• _Provided data_
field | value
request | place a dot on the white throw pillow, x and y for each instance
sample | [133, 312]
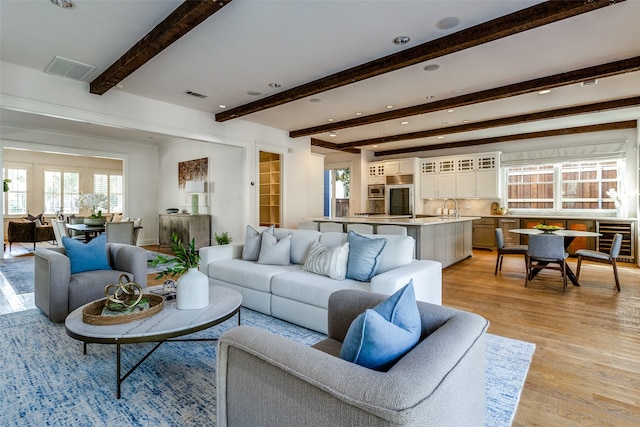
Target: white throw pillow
[326, 261]
[252, 241]
[274, 251]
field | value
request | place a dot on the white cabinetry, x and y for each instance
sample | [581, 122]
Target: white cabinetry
[399, 167]
[376, 173]
[474, 175]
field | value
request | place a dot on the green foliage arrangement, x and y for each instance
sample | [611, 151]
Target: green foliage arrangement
[223, 239]
[186, 257]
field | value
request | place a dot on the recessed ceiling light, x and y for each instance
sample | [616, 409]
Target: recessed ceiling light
[65, 4]
[401, 40]
[448, 23]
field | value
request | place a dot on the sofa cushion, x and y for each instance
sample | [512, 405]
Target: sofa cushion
[275, 251]
[301, 241]
[398, 251]
[310, 288]
[364, 253]
[331, 239]
[252, 242]
[331, 262]
[248, 274]
[89, 256]
[380, 336]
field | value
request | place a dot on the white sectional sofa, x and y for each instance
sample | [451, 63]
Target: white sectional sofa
[293, 294]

• _The problem_
Keep every word of the data as it is when you write it out, but drop the pictures.

• _Finished task_
field | value
request | place a dot on the white throw pillow, x and y for each instance
sample | [133, 312]
Target: white throw pillow
[326, 261]
[252, 241]
[274, 251]
field | value
request | place a dot on the white cabinetry, x and y for each instance
sample | [581, 122]
Target: white cabinetry
[399, 167]
[376, 173]
[474, 175]
field | value
request | place a dot on the green foliage arrangement, x and y for each instance
sample | [611, 151]
Target: green foliage arrangement
[223, 239]
[186, 257]
field | value
request | place a dot on the recessed ceiling light, x and y for each instance
sample | [616, 409]
Target: recessed ceiling light
[65, 4]
[401, 40]
[448, 23]
field | value
request | place a dot on the sofa cushion, x and y for each instance
sample | [512, 405]
Target: sofa cushion
[275, 251]
[301, 241]
[398, 251]
[310, 288]
[364, 253]
[331, 239]
[252, 242]
[331, 262]
[248, 274]
[89, 256]
[380, 336]
field | value
request | place a dot on the white sectional sofa, x and y for each instance
sample | [451, 63]
Target: white sectional sofa
[293, 294]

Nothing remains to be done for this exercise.